(課題内容) 下に引く〈星占説〉の文章を、最後の文のあとから書き継いでください。

(引用文)
—————

安井息軒〈星占説〉01

原文-01:天保癸卯、二月甲戌朔、越七日庚辰、初昏。長嘯而仰、見孽氣於西南。狀如一匹練、色潔如雪。竊謂上冬過暖愆陽冐蹷、既而爲春寒所壓、鬱不得昇、求路而出。其勢盛、如呼吸之見氣於凝寒之時。遂鍾爲此象耳。法當地震若雷鳴而散。
 越三日壬午、地震、雷亦發聲者再。而氣猶不散。浮言如蚊。
 越九日庚寅、適晴、仰觀半時、始得詳其状矣。首越畢二度、終於參左右足間。
 後數日、其色漸淡、其幅漸狹、光芒過參之左足。察其行、速於日三度許。

訓読-01:天保癸卯、二月甲戌朔より、越して七日庚辰、初昏。長嘯して仰げば、孽氣を西南に見る。狀は一匹の練の如く、色潔(きよ)きこと雪の如し。
 竊(ひそ)かに謂へらく“上冬は過暖にて愆陽して冐蹷し、既にして春寒の壓する所と爲れば、鬱として昇るを得ず、路を求めて出でたり。其の勢盛んなること、呼吸の氣を凝寒の時に見ゆるが如し。遂ひに鍾(あつ)まりて此の象を爲すのみ。法として當に地震(ふる)へ若雷(わかいかづち)鳴りて散じるべし”と。
 越して三日壬午、地震(ふる)へ、雷も亦た聲を發すること再びす。而るに氣猶ほ散ぜず。浮言蚊の如し。
 越して九日庚寅、適として晴れ、仰觀半時して、始めて詳しく其の状を得たり。首(はじ)めは「畢」を二度越え、「參」の左右の足の間に終はる。
 後數日して、其の色漸(ようや)く淡く、其の幅漸(ようや)く狹く、光芒「參」の左足を過ぐ。其の行くを察するに、日より三度許(ばか)り速し。

意訳-01:天保14年(1843)癸卯、旧暦2月1日甲戌から2月7日庚辰にかけて、黄昏時。詩歌を吟じながら空を仰ぐと、邪気(孽氣)〔が天高く立ち昇るの〕を西南方向に見た。形状は一疋(24m×0.35m)の練絹の〔反物を広げた〕ようで、色の白さは雪のようだった。

—————

(項目抜粋)
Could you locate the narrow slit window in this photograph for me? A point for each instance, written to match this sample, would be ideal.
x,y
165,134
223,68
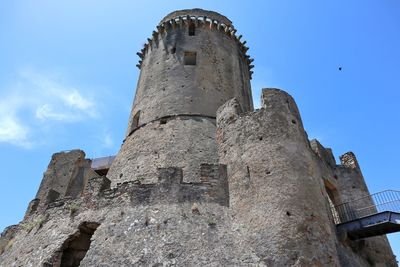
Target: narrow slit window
x,y
190,58
192,29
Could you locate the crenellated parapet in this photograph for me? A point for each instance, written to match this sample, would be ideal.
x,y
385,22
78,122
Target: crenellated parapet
x,y
185,21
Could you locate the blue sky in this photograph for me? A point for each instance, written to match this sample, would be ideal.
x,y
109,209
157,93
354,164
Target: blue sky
x,y
68,77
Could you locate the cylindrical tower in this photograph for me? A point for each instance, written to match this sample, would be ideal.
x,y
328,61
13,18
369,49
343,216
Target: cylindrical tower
x,y
193,63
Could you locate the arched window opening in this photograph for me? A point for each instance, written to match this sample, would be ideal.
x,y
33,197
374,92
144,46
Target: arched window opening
x,y
192,29
75,247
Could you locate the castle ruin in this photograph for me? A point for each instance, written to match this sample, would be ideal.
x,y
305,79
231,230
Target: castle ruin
x,y
203,179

—————

(結果)
 内心密かに次のように考えた。“〔昨年10月の〕初冬は暖かすぎて(過暖)陽気が異常に盛んで(愆陽)土が柔くなっていた寒気を覆っていた(★冐蹷)が、すでに〔暦の上では春を迎えたものの、今度は陽気がここ数日の〕寒さのぶり返し(春寒)に圧されて、〔地下に〕鬱屈して立ち昇ることができず、〔その充満した陽気が〕抜け道を求めて〔天空に向かって勢いよく〕吹き出したのだろう。その〔地表に吹き出た陽気が、一般人にも視認できるほど〕勢いが盛んなのは、ヒトが呼吸する息(氣)が厳寒(凝寒)の時に〔白く〕見えるようなものだ。〔鬱屈した陽気が〕最後には一ヶ所に集まっ〔て吹き出し〕てこのような現象を起こしたすぎない〔。これは異常ではあっても、あくまで自然現象であって、けっして災害や争乱の凶兆といった神秘的現象などではない〕。〔陰陽の〕法則からいえば、地震が起こって春雷(若雷)が鳴れば、〔地下にこもった陽気が大気中に発散されるので、この西南に立ち昇る白い邪気も〕消散するだろう”と。

補注:
★冐蹷:未詳。底本に訓点なし。今は”寒気を覆う”と訳す。
 「蹷」は、《呂氏春秋・重己》に「室大則多隂、(略)、多隂則」(室大なれば則ち隂多く、(略)、隂多ければ則ちす)とあり、後漢の高誘が「蹷、逆寒疾也」(蹷は、寒疾を逆(むか)ふるなり)と注釈している。「寒疾」とは風邪であり、“部屋が広いと、風邪を引きやすい”ということである。
冐蹷:底本の「蹷」字は恐らく「橛」字の誤り。当改。「冐橛」は、春が来て土が柔らかくなること。恐らく「橛」字が「蹷」の異体字「蹶」と字形が似ていることにより、誤刻す。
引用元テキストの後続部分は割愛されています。